### OBJECTIVE
Copy the items from the line containing "point: blonde hair" through the end of the items, substituting "purple grapes" for "dark grapes" and changing nothing else. Leave the pictures out of your copy.

### PROVIDED INFORMATION

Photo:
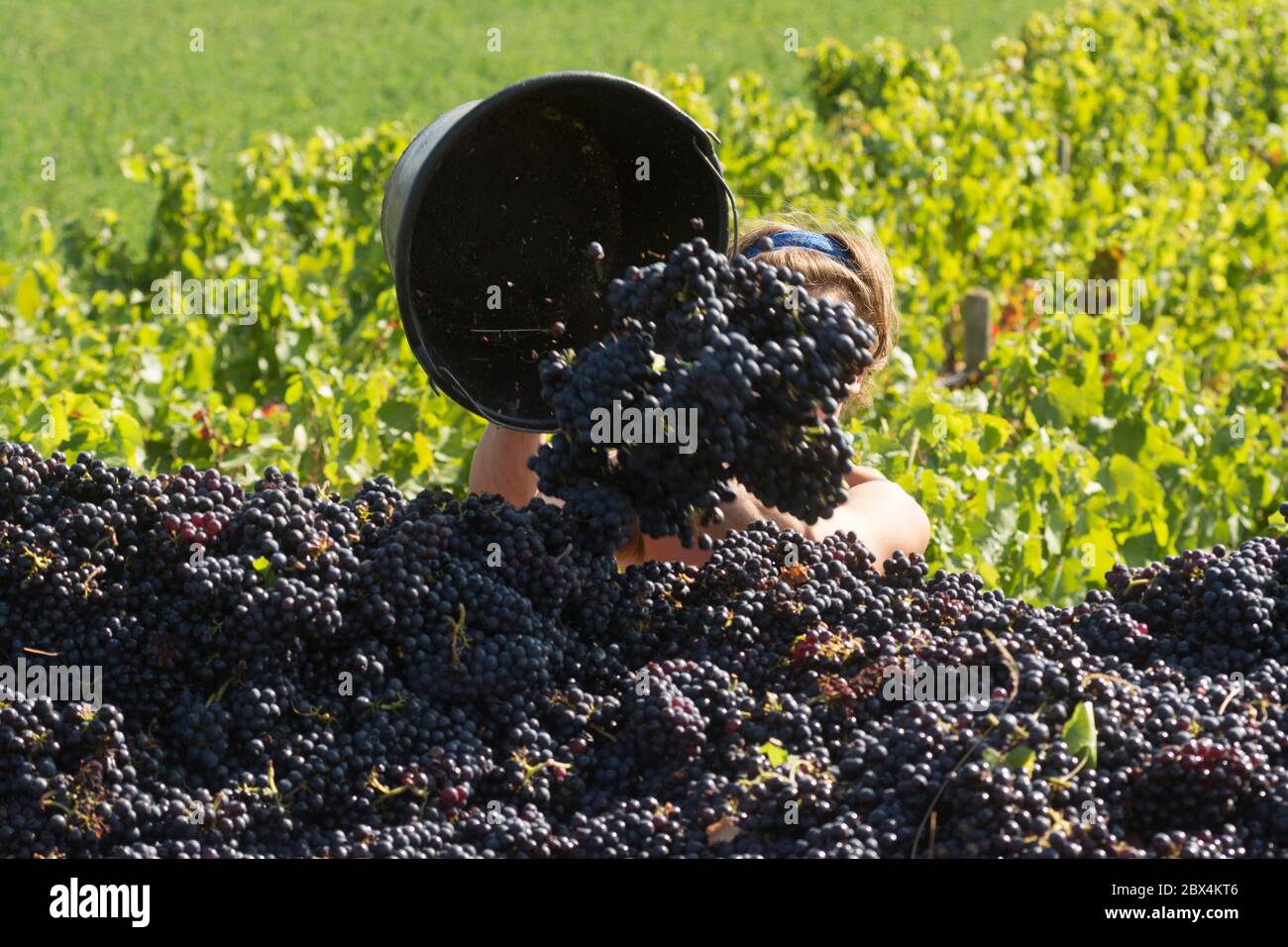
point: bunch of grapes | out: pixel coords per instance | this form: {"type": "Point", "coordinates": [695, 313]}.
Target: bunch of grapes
{"type": "Point", "coordinates": [733, 372]}
{"type": "Point", "coordinates": [472, 684]}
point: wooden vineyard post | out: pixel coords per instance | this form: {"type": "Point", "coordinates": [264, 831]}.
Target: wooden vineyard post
{"type": "Point", "coordinates": [977, 338]}
{"type": "Point", "coordinates": [977, 316]}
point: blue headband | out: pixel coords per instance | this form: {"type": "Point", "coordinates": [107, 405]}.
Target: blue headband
{"type": "Point", "coordinates": [805, 240]}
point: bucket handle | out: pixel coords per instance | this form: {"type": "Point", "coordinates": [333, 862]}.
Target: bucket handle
{"type": "Point", "coordinates": [733, 202]}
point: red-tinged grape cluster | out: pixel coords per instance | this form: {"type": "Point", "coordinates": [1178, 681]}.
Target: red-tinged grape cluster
{"type": "Point", "coordinates": [481, 685]}
{"type": "Point", "coordinates": [733, 372]}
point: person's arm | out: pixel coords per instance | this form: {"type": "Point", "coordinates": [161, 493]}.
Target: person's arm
{"type": "Point", "coordinates": [881, 514]}
{"type": "Point", "coordinates": [500, 464]}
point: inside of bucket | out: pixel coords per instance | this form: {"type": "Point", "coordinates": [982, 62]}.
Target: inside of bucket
{"type": "Point", "coordinates": [498, 257]}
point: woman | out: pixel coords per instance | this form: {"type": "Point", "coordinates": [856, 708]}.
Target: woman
{"type": "Point", "coordinates": [840, 265]}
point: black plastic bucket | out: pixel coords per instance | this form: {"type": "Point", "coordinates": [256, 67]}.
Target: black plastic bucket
{"type": "Point", "coordinates": [488, 213]}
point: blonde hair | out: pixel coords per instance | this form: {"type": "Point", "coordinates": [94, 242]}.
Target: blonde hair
{"type": "Point", "coordinates": [867, 285]}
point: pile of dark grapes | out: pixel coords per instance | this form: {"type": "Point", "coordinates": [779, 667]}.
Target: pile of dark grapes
{"type": "Point", "coordinates": [741, 354]}
{"type": "Point", "coordinates": [290, 673]}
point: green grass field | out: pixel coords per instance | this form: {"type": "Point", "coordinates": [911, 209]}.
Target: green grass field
{"type": "Point", "coordinates": [78, 78]}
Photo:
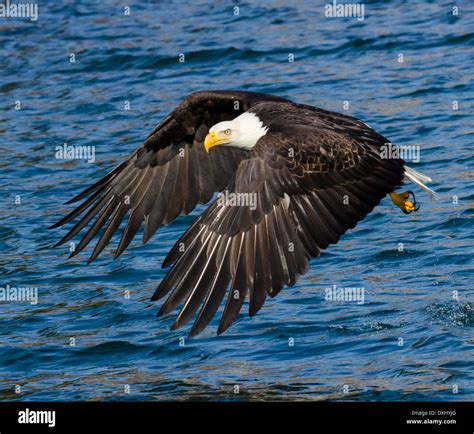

### RESULT BELOW
point: blonde hair | out: pixel coords per instance | this form: {"type": "Point", "coordinates": [94, 242]}.
Target: blonde hair
{"type": "Point", "coordinates": [867, 285]}
point: pile of purple grapes | out: pixel coords per instance | this form: {"type": "Point", "coordinates": [779, 667]}.
Target: pile of purple grapes
{"type": "Point", "coordinates": [741, 354]}
{"type": "Point", "coordinates": [290, 673]}
point: green grass field | out: pixel coords per instance | this form: {"type": "Point", "coordinates": [911, 209]}.
Target: green grass field
{"type": "Point", "coordinates": [78, 78]}
Photo:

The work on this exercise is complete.